Berikut beberapa adab ketika sedang marah;
·
Al Jurjani berkata: Marah adalah perubahan yang terjadi
saat darah yang ada di dalam hati bergejolak sehingga menimbulkan kepuasan di
dalam dada. Marah adalah gejolak yang timbulkan oleh setan. dia mengakibatkan
berbagai bencana dan malapetaka yang tak
seorangpun mengetahuinya melainkan Allah Subhanhu Wa Ta'ala.
·
Al Ghozali rahimahullah berkata: Manusia berbeda-beda
dalam tingkat gejolak kemarahannya, dan dapat dibagi dalam tiga kategori,
yaitu: Kurang marah, marah yang melewati batas, dan marah yang stabil.
Kurang
marah adalah
hilangnya kekuatan gejolak marah atau gejolak amarahnya tersebut lemah.

• [Baris Masukan]:

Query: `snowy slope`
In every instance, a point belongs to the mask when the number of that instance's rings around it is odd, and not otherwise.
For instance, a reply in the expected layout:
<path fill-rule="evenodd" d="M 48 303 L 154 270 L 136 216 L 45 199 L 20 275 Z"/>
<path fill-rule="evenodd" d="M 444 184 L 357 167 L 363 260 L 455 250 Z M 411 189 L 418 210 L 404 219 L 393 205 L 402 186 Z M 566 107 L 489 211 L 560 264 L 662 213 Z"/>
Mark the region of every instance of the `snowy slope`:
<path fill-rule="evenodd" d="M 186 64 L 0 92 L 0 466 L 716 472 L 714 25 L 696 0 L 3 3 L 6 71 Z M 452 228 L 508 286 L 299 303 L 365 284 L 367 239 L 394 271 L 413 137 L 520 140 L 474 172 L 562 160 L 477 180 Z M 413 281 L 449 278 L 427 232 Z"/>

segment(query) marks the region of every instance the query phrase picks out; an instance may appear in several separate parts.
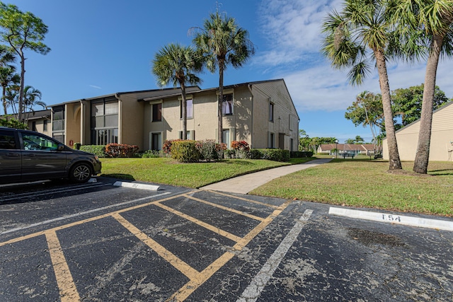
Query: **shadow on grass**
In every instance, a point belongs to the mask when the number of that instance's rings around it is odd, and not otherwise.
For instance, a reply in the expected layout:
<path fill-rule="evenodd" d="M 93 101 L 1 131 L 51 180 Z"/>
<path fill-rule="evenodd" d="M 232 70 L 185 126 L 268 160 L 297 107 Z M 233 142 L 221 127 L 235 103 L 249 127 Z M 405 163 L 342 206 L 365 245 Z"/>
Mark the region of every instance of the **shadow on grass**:
<path fill-rule="evenodd" d="M 428 173 L 432 176 L 453 175 L 453 169 L 428 170 Z"/>
<path fill-rule="evenodd" d="M 121 174 L 121 173 L 110 173 L 110 174 L 101 174 L 101 176 L 104 178 L 119 178 L 121 180 L 135 180 L 134 176 L 130 174 Z"/>

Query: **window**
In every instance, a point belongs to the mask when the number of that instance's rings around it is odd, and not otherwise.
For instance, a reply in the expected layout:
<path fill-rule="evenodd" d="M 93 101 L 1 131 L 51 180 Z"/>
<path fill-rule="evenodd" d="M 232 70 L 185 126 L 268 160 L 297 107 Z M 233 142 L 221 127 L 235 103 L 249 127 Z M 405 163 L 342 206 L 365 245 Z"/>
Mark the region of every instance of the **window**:
<path fill-rule="evenodd" d="M 231 115 L 233 114 L 233 94 L 224 95 L 222 103 L 222 114 L 224 115 Z"/>
<path fill-rule="evenodd" d="M 54 108 L 53 115 L 52 129 L 54 132 L 64 130 L 64 107 Z"/>
<path fill-rule="evenodd" d="M 161 132 L 152 132 L 151 134 L 151 149 L 161 150 L 162 149 L 161 142 Z"/>
<path fill-rule="evenodd" d="M 185 110 L 187 112 L 187 118 L 191 119 L 193 118 L 193 100 L 191 98 L 188 98 L 185 100 L 186 106 Z M 183 100 L 179 102 L 179 118 L 183 118 Z"/>
<path fill-rule="evenodd" d="M 152 104 L 151 122 L 161 122 L 162 120 L 162 103 Z"/>
<path fill-rule="evenodd" d="M 187 139 L 195 140 L 195 130 L 188 130 L 187 131 Z M 183 132 L 179 132 L 179 139 L 184 139 L 183 138 Z"/>
<path fill-rule="evenodd" d="M 64 106 L 52 108 L 52 137 L 64 144 Z"/>
<path fill-rule="evenodd" d="M 0 149 L 16 149 L 16 138 L 12 131 L 0 130 Z"/>
<path fill-rule="evenodd" d="M 269 148 L 275 148 L 274 134 L 269 132 L 269 142 L 268 144 Z"/>
<path fill-rule="evenodd" d="M 91 144 L 118 142 L 118 101 L 98 99 L 91 103 Z"/>
<path fill-rule="evenodd" d="M 230 144 L 229 144 L 229 129 L 223 130 L 222 132 L 222 141 L 223 141 L 224 144 L 226 144 L 226 146 L 229 149 L 229 146 L 230 146 Z"/>

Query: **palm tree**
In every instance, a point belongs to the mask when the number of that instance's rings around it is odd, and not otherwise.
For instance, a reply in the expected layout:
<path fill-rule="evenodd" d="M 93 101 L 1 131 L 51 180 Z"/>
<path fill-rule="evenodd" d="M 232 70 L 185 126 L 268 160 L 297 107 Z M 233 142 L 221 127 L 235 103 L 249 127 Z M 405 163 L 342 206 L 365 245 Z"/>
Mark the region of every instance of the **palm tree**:
<path fill-rule="evenodd" d="M 16 56 L 13 52 L 6 46 L 0 45 L 0 84 L 3 88 L 2 93 L 2 103 L 4 114 L 6 115 L 6 100 L 5 99 L 5 95 L 6 93 L 6 89 L 9 83 L 11 83 L 14 76 L 16 71 L 16 67 L 11 65 L 16 61 Z M 18 78 L 15 78 L 15 80 Z M 20 81 L 20 78 L 19 81 Z"/>
<path fill-rule="evenodd" d="M 389 86 L 386 52 L 395 44 L 391 24 L 380 0 L 345 0 L 340 13 L 329 13 L 322 25 L 326 34 L 323 52 L 334 68 L 350 68 L 350 83 L 361 84 L 371 71 L 370 63 L 377 67 L 382 95 L 390 170 L 401 169 Z M 371 50 L 371 53 L 370 53 Z"/>
<path fill-rule="evenodd" d="M 6 111 L 8 107 L 6 91 L 8 88 L 11 85 L 18 87 L 19 83 L 21 83 L 21 76 L 15 73 L 13 68 L 0 67 L 0 86 L 1 86 L 2 88 L 1 100 L 3 101 L 3 110 L 5 115 L 8 114 Z"/>
<path fill-rule="evenodd" d="M 441 55 L 453 54 L 453 1 L 399 0 L 391 1 L 389 6 L 395 22 L 401 25 L 401 31 L 406 34 L 407 41 L 416 40 L 413 37 L 418 35 L 421 38 L 418 41 L 422 46 L 427 46 L 428 51 L 418 143 L 413 168 L 414 172 L 426 174 L 437 64 Z M 407 45 L 410 56 L 420 47 L 417 44 Z"/>
<path fill-rule="evenodd" d="M 42 108 L 45 108 L 47 105 L 45 103 L 41 101 L 42 94 L 41 91 L 34 88 L 33 86 L 26 86 L 23 89 L 23 108 L 24 112 L 28 111 L 28 115 L 26 115 L 25 124 L 27 123 L 28 118 L 30 117 L 30 112 L 35 112 L 33 107 L 42 106 Z"/>
<path fill-rule="evenodd" d="M 224 101 L 224 71 L 229 64 L 242 66 L 255 53 L 248 39 L 248 31 L 240 28 L 234 18 L 211 13 L 202 28 L 197 30 L 194 44 L 205 56 L 207 69 L 212 73 L 219 69 L 218 140 L 222 142 L 222 103 Z"/>
<path fill-rule="evenodd" d="M 202 70 L 202 57 L 191 47 L 171 43 L 156 54 L 152 73 L 157 77 L 157 84 L 165 86 L 169 82 L 181 88 L 183 111 L 183 139 L 187 139 L 187 100 L 185 85 L 197 85 L 202 79 L 196 74 Z"/>

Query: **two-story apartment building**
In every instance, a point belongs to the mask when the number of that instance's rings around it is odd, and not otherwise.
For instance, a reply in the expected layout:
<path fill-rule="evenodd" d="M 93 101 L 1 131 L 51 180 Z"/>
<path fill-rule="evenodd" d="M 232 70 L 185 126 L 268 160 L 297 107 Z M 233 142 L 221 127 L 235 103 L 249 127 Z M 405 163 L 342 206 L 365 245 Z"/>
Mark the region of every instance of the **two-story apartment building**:
<path fill-rule="evenodd" d="M 217 139 L 218 88 L 186 88 L 188 138 Z M 299 115 L 282 79 L 225 86 L 223 141 L 297 151 Z M 160 150 L 182 137 L 180 88 L 117 93 L 52 105 L 52 134 L 69 146 L 138 145 Z"/>

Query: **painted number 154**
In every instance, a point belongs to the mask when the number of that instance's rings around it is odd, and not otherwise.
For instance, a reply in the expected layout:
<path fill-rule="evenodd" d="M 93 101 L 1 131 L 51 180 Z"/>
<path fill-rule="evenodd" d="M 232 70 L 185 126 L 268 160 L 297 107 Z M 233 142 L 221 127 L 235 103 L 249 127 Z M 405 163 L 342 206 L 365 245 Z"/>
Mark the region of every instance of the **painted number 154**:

• [Daftar Tugas]:
[a] Tuliskan kembali seluruh teks tentang marah di atas, sama persis tanpa perubahan apa pun.
[b] Kutip bagian baris masukan di atas dari baris yang memuat "segment(query) marks the" sampai baris yang memuat "121 174 L 121", termasuk kedua baris tersebut. Gambarnya jangan disertakan dalam jawaban.

• [Jawaban]:
[a]
Berikut beberapa adab ketika sedang marah;
·
Al Jurjani berkata: Marah adalah perubahan yang terjadi
saat darah yang ada di dalam hati bergejolak sehingga menimbulkan kepuasan di
dalam dada. Marah adalah gejolak yang timbulkan oleh setan. dia mengakibatkan
berbagai bencana dan malapetaka yang tak
seorangpun mengetahuinya melainkan Allah Subhanhu Wa Ta'ala.
·
Al Ghozali rahimahullah berkata: Manusia berbeda-beda
dalam tingkat gejolak kemarahannya, dan dapat dibagi dalam tiga kategori,
yaitu: Kurang marah, marah yang melewati batas, dan marah yang stabil.
Kurang
marah adalah
hilangnya kekuatan gejolak marah atau gejolak amarahnya tersebut lemah.

[b]
segment(query) marks the region of every instance the query phrase picks out; an instance may appear in several separate parts.
Query: **shadow on grass**
In every instance, a point belongs to the mask when the number of that instance's rings around it is odd, and not otherwise.
For instance, a reply in the expected layout:
<path fill-rule="evenodd" d="M 93 101 L 1 131 L 51 180 Z"/>
<path fill-rule="evenodd" d="M 232 70 L 185 126 L 268 160 L 297 107 Z M 233 142 L 221 127 L 235 103 L 249 127 Z M 405 163 L 342 206 L 365 245 Z"/>
Mark the region of every instance of the **shadow on grass**:
<path fill-rule="evenodd" d="M 428 173 L 432 176 L 453 175 L 453 169 L 428 170 Z"/>
<path fill-rule="evenodd" d="M 121 174 L 121 173 L 110 173 L 110 174 L 101 174 L 101 176 L 104 178 L 119 178 L 121 180 L 135 180 L 134 176 L 130 174 Z"/>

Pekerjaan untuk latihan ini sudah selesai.